* [Consegne dell'esercizio]
1) Per favore, rispondi a queste domande sul brano sui Pollicini, contrassegnando le risposte allo stesso modo:
(a) Quanti Pollicini erano ad alimentazione ibrida?
(b) Da quanto tempo i Pollicini sono fermi nei depositi di piazza Carlo III?
(c) Quanto si è speso in tutto per acquistarli?
2) Riprendi il brano sui Pollicini e prosegui il racconto dal punto in cui si ferma.

«C'erano una volta 31 piccoli autobus elettrici e ibridi, chiamati Pollicini. Instancabili, percorrevano ogni giorno gli angusti vicoli del Rione Sanità, di Forcella e dei Quartieri Spagnoli. Agili e silenziosi, riuscivano a sgusciare dappertutto, senza nemmeno inquinare. Fino al brutto giorno in cui...».
Senza la presunzione di essere Charles Perrault o uno dei fratelli Grimm, questa favola potremmo farla cominciare così, con l'immancabile incipit di ogni favola che si rispetti. Ma siccome questa si svolge a Napoli, dove a volte succedono cose che altrove nemmeno si possono immaginare, con la conseguenza che poi tutto si stravolge, al nostro racconto mancherà invece il tradizionale lieto fine. I Pollicini, per esempio, 21 dei quali erano ad alimentazione ibrida, hanno già fatto una brutta fine. Hanno perso definitivamente la loro strada, nel senso che da otto mesi sono fermi a impolverarsi nei depositi di piazza Carlo III della Anm, la società municipale dei trasporti. Privi di vita, perché rimasti senza le indispensabili batterie che li facevano muovere, sono destinati a subire una sorte ancor peggiore. Verranno demoliti, fatti a pezzi, nonostante per il loro acquisto, tra il 1997 e il 2001, fossero stati spesi in media 250mila euro ciascuno, per un esborso complessivo di 8 milioni di euro.

* [Voci fornite]

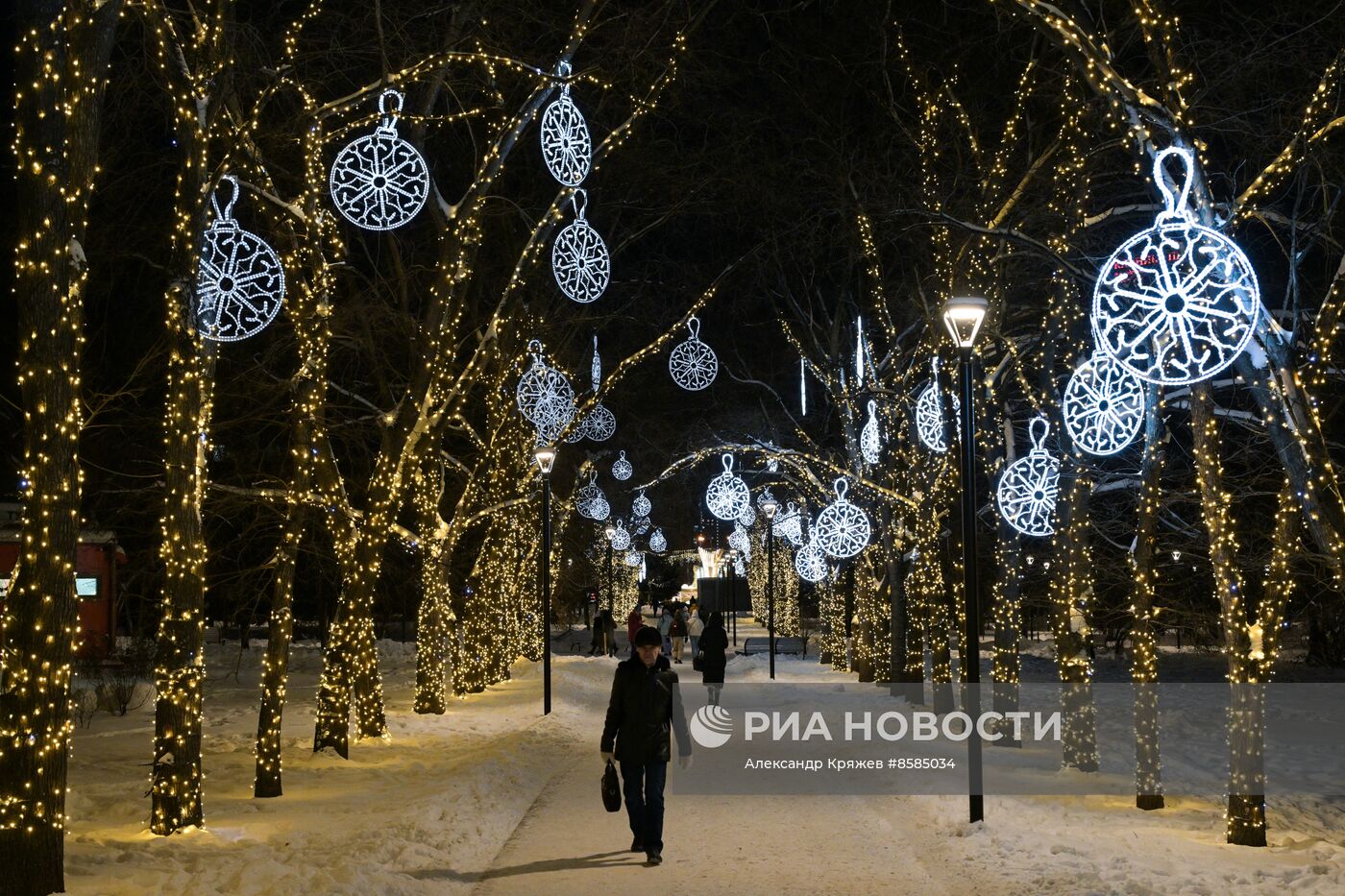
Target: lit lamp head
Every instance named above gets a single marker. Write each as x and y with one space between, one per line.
964 316
545 458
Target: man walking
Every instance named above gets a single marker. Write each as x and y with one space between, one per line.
643 708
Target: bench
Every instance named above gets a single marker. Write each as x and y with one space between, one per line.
795 646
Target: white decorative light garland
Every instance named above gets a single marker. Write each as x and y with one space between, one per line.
239 280
1028 489
379 182
1179 302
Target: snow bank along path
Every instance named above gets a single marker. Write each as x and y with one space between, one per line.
493 798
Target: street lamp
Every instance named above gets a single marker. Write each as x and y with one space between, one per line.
545 458
769 509
964 318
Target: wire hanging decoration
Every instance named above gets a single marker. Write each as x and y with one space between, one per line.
622 469
843 529
379 182
578 255
1103 405
1177 302
693 365
567 145
726 494
239 280
1028 487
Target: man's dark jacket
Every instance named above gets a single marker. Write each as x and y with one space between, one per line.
645 704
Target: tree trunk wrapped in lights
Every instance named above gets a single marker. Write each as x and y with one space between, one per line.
1143 664
61 67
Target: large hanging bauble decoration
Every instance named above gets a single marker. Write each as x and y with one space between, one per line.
843 529
239 280
1179 302
870 437
728 494
1103 405
810 563
545 396
621 537
622 469
379 182
1026 492
578 257
567 147
693 363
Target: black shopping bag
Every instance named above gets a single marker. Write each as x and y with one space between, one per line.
611 790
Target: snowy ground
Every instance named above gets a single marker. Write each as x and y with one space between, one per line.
491 797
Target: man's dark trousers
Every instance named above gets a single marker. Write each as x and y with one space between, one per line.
643 790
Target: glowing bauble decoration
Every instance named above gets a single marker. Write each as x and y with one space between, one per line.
810 563
545 396
379 182
1179 302
622 469
578 257
869 436
239 280
790 523
567 147
621 539
1103 405
728 494
843 529
1026 492
693 363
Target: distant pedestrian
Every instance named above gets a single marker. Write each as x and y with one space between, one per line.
676 631
715 647
643 709
695 626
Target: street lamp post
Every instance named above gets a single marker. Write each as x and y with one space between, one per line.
769 509
545 456
964 318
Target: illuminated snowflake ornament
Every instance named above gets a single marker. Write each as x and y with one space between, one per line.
728 494
1103 405
870 439
1026 492
1179 302
239 280
843 529
810 563
545 397
622 469
567 147
578 257
379 182
693 363
621 539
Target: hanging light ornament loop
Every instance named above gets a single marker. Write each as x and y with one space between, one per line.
379 182
693 365
1179 302
728 494
1028 489
239 280
843 529
578 255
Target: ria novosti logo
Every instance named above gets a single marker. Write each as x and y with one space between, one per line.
712 727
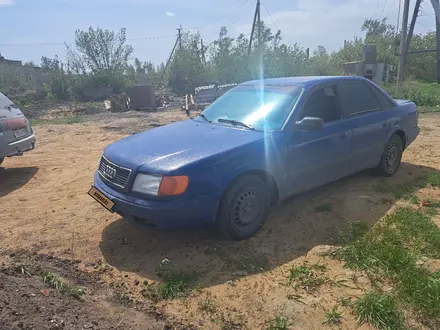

* [Soluzioni dell'esercizio]
1)
(a) 21.
(b) Da otto mesi.
(c) 8 milioni di euro.

2)
Che cosa è andato storto? Dopo un entusiasmante e promettente avvio nel dedalo dei vicoli, con turni di 16 ore ininterrotte su è giù per salite e discese, i loro «cuori» elettrici hanno iniziato a perdere colpi. Batterie usurate, insomma. Pare che a questo punto - stando almeno all'accusa lanciata dagli operai della Tecnobus, una ditta esterna che ne curava la manutenzione - la municipalizzata avesse comprato altre batterie. «Non originali e più scadenti e questo ne ha dimezzati i tempi di funzionalità», la racconta così Mario Marigliano, uno degli otto dipendenti della Tecnobus che dal 28 febbraio scorso sono rimasti senza lavoro.
«L'Anm non ha rinnovato alla nostra azienda il servizio full service dicendo che avrebbe potuto provvedere autonomamente alla manutenzione - è la spiegazione di Marigliano -. Noi abbiamo lasciato tutti i veicoli in pienissima efficienza, revisionati dalla Motorizzazione. Eppure dopo una settimana non sono più partiti e adesso ci sono otto famiglie in mezzo alla strada. L'Anm avrebbe potuto assumerci direttamente, in modo che avremmo potuto continuare ad assicurare il servizio. Invece niente».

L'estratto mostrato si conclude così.